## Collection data
· · · · ·

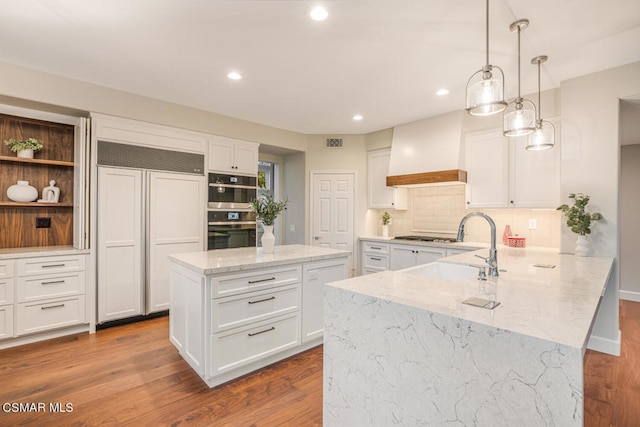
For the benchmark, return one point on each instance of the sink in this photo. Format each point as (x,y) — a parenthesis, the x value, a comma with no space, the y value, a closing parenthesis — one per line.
(444,271)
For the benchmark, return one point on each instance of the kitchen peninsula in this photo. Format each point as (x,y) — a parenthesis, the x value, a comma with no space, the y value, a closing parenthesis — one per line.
(233,311)
(401,347)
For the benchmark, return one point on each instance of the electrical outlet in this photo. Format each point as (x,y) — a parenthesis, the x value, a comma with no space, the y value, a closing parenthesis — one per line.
(43,222)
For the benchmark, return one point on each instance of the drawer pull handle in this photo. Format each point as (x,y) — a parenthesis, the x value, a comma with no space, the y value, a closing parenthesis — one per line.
(53,282)
(53,265)
(261,300)
(52,306)
(261,280)
(262,332)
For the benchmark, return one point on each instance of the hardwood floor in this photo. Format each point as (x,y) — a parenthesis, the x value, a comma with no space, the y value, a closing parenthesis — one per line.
(132,375)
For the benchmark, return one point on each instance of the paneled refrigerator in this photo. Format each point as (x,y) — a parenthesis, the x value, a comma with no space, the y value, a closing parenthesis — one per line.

· · · · ·

Give back every line of the data above word for word, with the pictures left out.

## Result for this exercise
For the benchmark, return one point on each instance of the sink in this photo. Format each point as (x,y) — a parenthesis, the x value, a comma with no space, the y value, a closing parenthesis — one per line.
(444,271)
For the benchmark, return one point on each instance of the kitchen peninsula in this photo. Format each point as (x,y) — a parenthesis, the x value, a comma with no space, the y value, a closing parenthesis — one per line.
(233,311)
(401,347)
For the benchmark, return one point on each instance of the electrical outlet in this photo. Format each point as (x,y) — a parenthesis, the x value, a comma with no space, the y value, a closing parenthesis — one per line.
(43,222)
For the benchmark, return one point on each instance of the drawer pull handle in this photo. Format each point as (x,y) — a parenthesis, the x value, a comma with no space, the y value, a closing parenthesis — one per line.
(53,282)
(53,265)
(261,300)
(52,306)
(261,280)
(262,332)
For the benchmark, return one point on each instance of the hardwood floor in this photo. Format each point as (x,y) — a parenthesis, the x value, a comma with no space, the y value, a closing parenthesis — one per line.
(132,375)
For the benchmark, return one point on each instance of the paneled refrigerator in this photo. Format each point as (x,y) — a parenthesis, the x value, a comma with no space, the y value, a closing parenthesis — one per line.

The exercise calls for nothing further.